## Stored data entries
-*-
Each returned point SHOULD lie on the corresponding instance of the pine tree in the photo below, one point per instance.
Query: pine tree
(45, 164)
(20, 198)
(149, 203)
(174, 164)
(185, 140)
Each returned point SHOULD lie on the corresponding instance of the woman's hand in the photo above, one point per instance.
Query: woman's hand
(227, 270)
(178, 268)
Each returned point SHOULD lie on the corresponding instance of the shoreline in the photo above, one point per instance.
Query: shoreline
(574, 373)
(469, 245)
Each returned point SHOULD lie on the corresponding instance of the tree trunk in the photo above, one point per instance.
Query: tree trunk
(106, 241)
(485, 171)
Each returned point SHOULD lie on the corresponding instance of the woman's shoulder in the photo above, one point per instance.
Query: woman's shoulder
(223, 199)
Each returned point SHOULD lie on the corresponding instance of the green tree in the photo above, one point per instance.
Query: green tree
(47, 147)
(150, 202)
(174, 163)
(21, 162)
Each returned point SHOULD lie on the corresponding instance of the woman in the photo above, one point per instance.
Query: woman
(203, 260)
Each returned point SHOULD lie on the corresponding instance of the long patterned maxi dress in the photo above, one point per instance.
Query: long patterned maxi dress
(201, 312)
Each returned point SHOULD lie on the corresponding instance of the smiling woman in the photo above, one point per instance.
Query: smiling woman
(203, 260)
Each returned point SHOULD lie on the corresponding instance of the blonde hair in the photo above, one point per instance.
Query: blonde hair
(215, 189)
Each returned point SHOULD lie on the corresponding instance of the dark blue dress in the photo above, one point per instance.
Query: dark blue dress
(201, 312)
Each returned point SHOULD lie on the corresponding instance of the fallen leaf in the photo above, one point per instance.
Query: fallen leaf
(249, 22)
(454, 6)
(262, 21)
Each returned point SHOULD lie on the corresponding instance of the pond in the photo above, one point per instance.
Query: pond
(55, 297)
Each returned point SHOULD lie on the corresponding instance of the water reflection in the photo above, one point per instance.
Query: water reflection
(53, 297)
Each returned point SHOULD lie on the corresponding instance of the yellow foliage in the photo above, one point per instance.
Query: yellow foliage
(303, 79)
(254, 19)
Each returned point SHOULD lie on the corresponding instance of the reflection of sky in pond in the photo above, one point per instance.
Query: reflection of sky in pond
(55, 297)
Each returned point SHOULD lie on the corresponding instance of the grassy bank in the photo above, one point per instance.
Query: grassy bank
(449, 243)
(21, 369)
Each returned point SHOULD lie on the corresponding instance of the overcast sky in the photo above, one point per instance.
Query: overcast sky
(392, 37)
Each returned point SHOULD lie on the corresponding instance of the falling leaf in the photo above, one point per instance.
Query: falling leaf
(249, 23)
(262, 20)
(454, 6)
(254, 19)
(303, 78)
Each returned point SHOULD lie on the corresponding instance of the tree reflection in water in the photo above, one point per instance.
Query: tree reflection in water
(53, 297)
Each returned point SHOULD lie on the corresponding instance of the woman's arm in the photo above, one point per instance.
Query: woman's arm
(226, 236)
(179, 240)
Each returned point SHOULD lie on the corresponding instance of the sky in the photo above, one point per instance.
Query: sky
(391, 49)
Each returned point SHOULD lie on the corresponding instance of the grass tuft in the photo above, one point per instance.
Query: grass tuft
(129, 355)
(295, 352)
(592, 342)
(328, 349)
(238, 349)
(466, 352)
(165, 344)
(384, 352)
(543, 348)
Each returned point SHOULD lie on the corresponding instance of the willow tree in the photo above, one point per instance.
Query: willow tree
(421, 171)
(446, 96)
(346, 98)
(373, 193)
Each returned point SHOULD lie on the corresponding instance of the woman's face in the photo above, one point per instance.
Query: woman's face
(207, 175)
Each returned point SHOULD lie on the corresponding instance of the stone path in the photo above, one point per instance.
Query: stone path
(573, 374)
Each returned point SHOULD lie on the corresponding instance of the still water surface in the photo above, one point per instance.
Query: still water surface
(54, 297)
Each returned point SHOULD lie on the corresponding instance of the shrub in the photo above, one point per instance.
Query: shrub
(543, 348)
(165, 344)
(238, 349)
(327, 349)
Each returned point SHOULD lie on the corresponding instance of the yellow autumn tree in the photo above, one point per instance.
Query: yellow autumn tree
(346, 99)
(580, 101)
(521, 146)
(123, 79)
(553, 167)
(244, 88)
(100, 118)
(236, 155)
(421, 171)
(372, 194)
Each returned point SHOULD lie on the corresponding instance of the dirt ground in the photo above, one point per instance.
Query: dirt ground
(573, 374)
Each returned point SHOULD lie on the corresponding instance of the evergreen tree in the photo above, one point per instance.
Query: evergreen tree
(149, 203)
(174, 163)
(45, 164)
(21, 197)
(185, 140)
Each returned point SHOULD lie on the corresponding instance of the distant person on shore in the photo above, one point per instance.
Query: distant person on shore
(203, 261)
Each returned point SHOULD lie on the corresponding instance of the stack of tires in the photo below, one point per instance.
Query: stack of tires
-*-
## Action item
An exact, complete copy of the records is the expected answer.

## Answer box
Each returned point SHOULD lie on the corresponding instance of the pine tree in the photo below, one point per instance.
Query: pine tree
(45, 164)
(20, 198)
(149, 203)
(174, 164)
(185, 140)
Each returned point SHOULD lie on the corresponding instance of the woman's hand in the photo above, one point per instance.
Query: woman's hand
(227, 270)
(178, 268)
Each returned point SHOULD lie on the corresponding instance of the shoreline in the photo above, one point per instance.
Query: shoreline
(574, 373)
(469, 245)
Each returned point SHOULD lie on the corresponding instance of the tree trunk in the photo above, one point per instance.
Query: tree trunk
(106, 241)
(485, 171)
Each returned point SHOULD lie on the corresponding instance of the woman's shoulder in the photo above, one point per instance.
Query: woman's shoulder
(223, 199)
Each returned point SHOULD lie on the corresponding instance of the green tree in the photo above, one point per instance.
Query: green tree
(47, 147)
(150, 202)
(174, 163)
(21, 162)
Each returned point SHOULD lie on the corresponding instance of the woman in the photo above, one point per instance.
Query: woman
(203, 260)
Each returned point SHOULD lie on the corresponding instance of the long patterned maxi dress in the photo above, one point per instance.
Query: long patterned maxi dress
(201, 312)
Each returned point SHOULD lie on the corresponding instance of the smiling woman in the photo above, one point per instance.
Query: smiling woman
(203, 260)
Each returned point SHOULD lie on the corresponding instance of the blonde hair in the photo above, one point per instance.
Query: blonde hair
(215, 189)
Each returned point SHOULD lie on the corresponding instance of the dark blue dress in the photo above, one point per instance.
Query: dark blue dress
(201, 312)
Each returned point SHOULD lie on the corresponding instance of the fallen leaf in the photo above, one point per instance.
Query: fallen leaf
(249, 22)
(454, 6)
(262, 21)
Each returned point SHOULD lie on the corresponding instance of the pond in the photo above, one point per instance.
Query: pond
(55, 297)
Each returned point SHOULD lie on the corresponding instance of the water reflection in the photo above, one point per instance.
Query: water reflection
(53, 297)
Each returned point SHOULD lie on the corresponding instance of the yellow foliage in the photo above, one point per instance.
Query: yellow foliage
(303, 79)
(254, 19)
Each returned point SHOULD lie on the corresponding instance of the reflection of sky in pond in the photo above, one point per instance.
Query: reflection of sky in pond
(55, 297)
Each returned point SHOULD lie on the corresponding instance of the grassy bank in the photo above, one point per instance.
Query: grassy bank
(449, 243)
(21, 369)
Each returned point SHOULD lie on the corresponding instance of the overcast sky in the photo above, one point per instance.
Query: overcast sky
(392, 37)
Each returned point SHOULD lie on the corresponding instance of the falling leaf in the photo above, one point per instance.
Query: falling leaf
(249, 23)
(262, 20)
(454, 6)
(254, 19)
(303, 78)
Each returned point SHOULD lie on the corresponding instance of the tree reflection in water in the photo above, one point per instance.
Query: tree reflection in water
(53, 297)
Each returned point SHOULD lie on the corresponding instance of the woman's arm in the photo above, one point per instance.
Query: woman's arm
(226, 236)
(179, 240)
Each returned point SHOULD lie on the corresponding instance of the sky in the photo above, one point per instance.
Query: sky
(391, 49)
Each returned point SHOULD lie on the corresponding instance of the grass tuft in the photo above, one point per instance.
Query: grass tuft
(129, 355)
(295, 352)
(592, 342)
(328, 349)
(238, 349)
(466, 352)
(165, 344)
(384, 352)
(543, 348)
Each returned point SHOULD lie on the corresponding instance of the willow tree in the photo above, one point per instance.
Query: willow tree
(421, 171)
(446, 96)
(346, 98)
(373, 193)
Each returned point SHOULD lie on the corresponding instance of the woman's face in the photo above, one point per instance.
Query: woman's face
(207, 175)
Each returned point SHOULD lie on the corresponding instance of the stone path in the photo above, one point per instance.
Query: stone path
(573, 374)
Each returned point SHOULD lie on the corresponding instance of the still water surface in the photo above, one point per instance.
Query: still water surface
(54, 297)
Each returned point SHOULD lie on the corresponding instance of the shrub in the photo above, one point per instance.
Query: shrub
(543, 348)
(165, 344)
(238, 349)
(327, 349)
Each returned point SHOULD lie on the corresponding instance of the yellow autumn tree in the photo above, one point per instance.
Query: yellow autumn tree
(346, 99)
(580, 101)
(521, 146)
(123, 79)
(553, 167)
(244, 88)
(100, 118)
(236, 155)
(421, 171)
(372, 194)
Each returned point SHOULD lie on the corresponding instance of the dirt ground in the photo above, one point per instance.
Query: dirt ground
(573, 374)
Each returned point SHOULD lie on the corresponding instance of the evergreen tree in the photo above, one point per instance.
Query: evergreen tree
(149, 203)
(174, 163)
(45, 164)
(21, 197)
(185, 140)
Each returned point SHOULD lie on the corresponding instance of the distant person on shore in the photo above, one point per instance.
Query: distant person on shore
(203, 261)
Each returned point SHOULD lie on the corresponding instance of the stack of tires in the photo below, one point per instance.
Query: stack of tires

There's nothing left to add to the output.